►
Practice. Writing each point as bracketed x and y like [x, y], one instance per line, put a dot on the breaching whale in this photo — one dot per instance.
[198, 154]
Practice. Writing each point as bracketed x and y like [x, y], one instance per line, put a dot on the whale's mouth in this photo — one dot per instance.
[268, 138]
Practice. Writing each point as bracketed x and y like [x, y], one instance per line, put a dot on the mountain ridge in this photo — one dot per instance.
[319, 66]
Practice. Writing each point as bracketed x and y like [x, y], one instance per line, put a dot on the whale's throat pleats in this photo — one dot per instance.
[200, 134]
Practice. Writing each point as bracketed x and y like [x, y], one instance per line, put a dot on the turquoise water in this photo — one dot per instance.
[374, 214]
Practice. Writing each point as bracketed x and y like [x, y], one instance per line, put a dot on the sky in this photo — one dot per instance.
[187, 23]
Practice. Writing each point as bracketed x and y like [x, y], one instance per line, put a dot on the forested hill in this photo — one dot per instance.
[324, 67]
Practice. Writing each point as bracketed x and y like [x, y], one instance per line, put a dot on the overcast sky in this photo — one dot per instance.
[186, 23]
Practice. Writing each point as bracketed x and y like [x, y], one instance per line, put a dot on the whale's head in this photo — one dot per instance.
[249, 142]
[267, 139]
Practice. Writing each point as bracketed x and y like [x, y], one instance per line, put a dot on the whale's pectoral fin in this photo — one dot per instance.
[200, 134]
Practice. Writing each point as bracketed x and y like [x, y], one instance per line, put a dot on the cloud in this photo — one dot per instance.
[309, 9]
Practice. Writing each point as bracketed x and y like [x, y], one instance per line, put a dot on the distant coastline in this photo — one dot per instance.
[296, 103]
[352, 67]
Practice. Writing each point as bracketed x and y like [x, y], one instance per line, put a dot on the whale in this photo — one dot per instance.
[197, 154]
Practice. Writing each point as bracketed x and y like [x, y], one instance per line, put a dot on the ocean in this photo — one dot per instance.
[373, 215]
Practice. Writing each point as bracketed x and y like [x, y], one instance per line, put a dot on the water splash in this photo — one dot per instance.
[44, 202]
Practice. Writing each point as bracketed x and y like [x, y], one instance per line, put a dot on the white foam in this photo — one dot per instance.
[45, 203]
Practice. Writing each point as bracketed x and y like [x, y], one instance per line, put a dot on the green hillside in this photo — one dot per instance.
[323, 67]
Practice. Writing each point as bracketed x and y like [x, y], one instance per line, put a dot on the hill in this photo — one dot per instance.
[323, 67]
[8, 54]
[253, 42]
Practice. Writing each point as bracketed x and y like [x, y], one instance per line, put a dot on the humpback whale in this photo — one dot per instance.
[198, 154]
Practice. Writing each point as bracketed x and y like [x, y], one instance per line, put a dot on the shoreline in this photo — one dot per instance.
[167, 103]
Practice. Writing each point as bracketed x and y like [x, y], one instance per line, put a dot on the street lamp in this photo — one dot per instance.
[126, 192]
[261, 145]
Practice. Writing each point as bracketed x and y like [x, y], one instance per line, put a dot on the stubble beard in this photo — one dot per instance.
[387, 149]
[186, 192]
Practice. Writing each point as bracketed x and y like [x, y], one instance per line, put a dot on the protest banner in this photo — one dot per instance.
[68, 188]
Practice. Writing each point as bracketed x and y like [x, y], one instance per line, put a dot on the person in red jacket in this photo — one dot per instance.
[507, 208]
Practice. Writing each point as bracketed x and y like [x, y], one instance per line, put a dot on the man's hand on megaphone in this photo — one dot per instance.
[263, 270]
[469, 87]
◄
§ WHAT IS EXPECTED: The data given above must be transcribed exactly and completely.

§ RESPONSE TO THIS TASK:
Practice. Writing each point as bracketed x and y like [x, y], one instance per line, put a dot on the breaching whale in this photo — one dot per instance.
[198, 154]
Practice. Writing each point as bracketed x and y like [x, y], one instance per line, put a dot on the whale's mouth in this photo — one dot per instance.
[268, 138]
Practice. Writing each point as bracketed x and y like [x, y], one instance per line, put a dot on the mountain ridge in this photo — one dot per instance.
[319, 66]
Practice. Writing each point as bracketed x and y like [x, y], one instance per line, put a dot on the whale's throat pleats in this photo — one dot per instance.
[200, 134]
Practice. Writing each point as bracketed x and y like [x, y], one instance per line, put a dot on the turquoise water in this photo — one dot per instance.
[374, 214]
Practice. Writing each point as bracketed x and y like [x, y], one instance per line, put a dot on the sky in this photo — one dot per instance.
[187, 23]
Practice. Writing each point as bracketed x and y like [x, y], one instance per line, put a dot on the forested hill in this photo — one dot per instance.
[324, 67]
Practice. Writing each point as bracketed x and y like [x, y], one instance per line, put a dot on the overcast sky in this photo — one dot per instance.
[186, 23]
Practice. Writing each point as bracketed x and y like [x, y], one instance per line, put a dot on the whale's head in this photo — one dot per instance.
[249, 142]
[267, 139]
Practice. Writing each point as bracketed x and y like [x, y], one instance per line, put a dot on the whale's pectoral fin in this photo — one dot per instance.
[200, 134]
Practice. Writing each point as bracketed x and y like [x, y], one instance per line, put a dot on the cloud in this photo — one dot per instance.
[309, 9]
Practice. Writing each point as bracketed x and y like [x, y], one instance per line, put a dot on the distant coastline in this photo — one dot per instance.
[296, 103]
[352, 67]
Practice. Writing each point as bracketed x and y like [x, y], one instance per line, put a dot on the whale in this photo — one dot per instance.
[197, 154]
Practice. Writing each point as bracketed x and y like [x, y], one instance per line, put a dot on the ocean in this photo — one dot per instance.
[373, 215]
Practice. Writing each point as bracketed x and y like [x, y], one instance per line, put a dot on the water splash in this photo — one dot per instance.
[44, 202]
Practice. Writing each point as bracketed x and y like [x, y], one instance per line, put a dot on the white foam in this photo — one dot per instance.
[45, 203]
Practice. Writing each point as bracketed x and y like [x, y], one instance per line, put a dot on the green hillside in this photo — one dot per instance.
[323, 67]
Practice. Writing each point as bracketed x and y like [x, y], one instance per line, put a dot on the hill in this photo — one dot per instance.
[323, 67]
[8, 54]
[253, 42]
Practice. Writing each point as bracketed x and y like [x, y], one instance per line, put a dot on the humpback whale in this photo — one dot per instance.
[198, 154]
Practice. Writing each point as bracketed x and y like [x, y], one instance per line, put a dot on the shoreline in this photo — one dot per instance.
[167, 103]
Practice. Writing each point as bracketed x and y like [x, y], one instance per line, put a dot on the street lamp in this photo — one dot per instance.
[126, 192]
[261, 145]
Practice. Writing each point as bracketed x and y like [x, y], one instance per line, put a dot on the stubble beard in this photo — one dot per instance.
[387, 149]
[186, 192]
Practice. Writing each point as bracketed x and y like [x, y], one instance per line, put a dot on the protest banner in this photo — one dot per instance.
[68, 188]
Practice. Writing each point as bracketed x and y like [x, y], one instance per line, put a dot on the person in red jacket in this photo — one dot per instance.
[507, 208]
Practice. Writing each point as bracketed x and y like [x, y], one instance per line, put a dot on the man's hand on megaphone in this photo — one dot per instance.
[263, 270]
[469, 87]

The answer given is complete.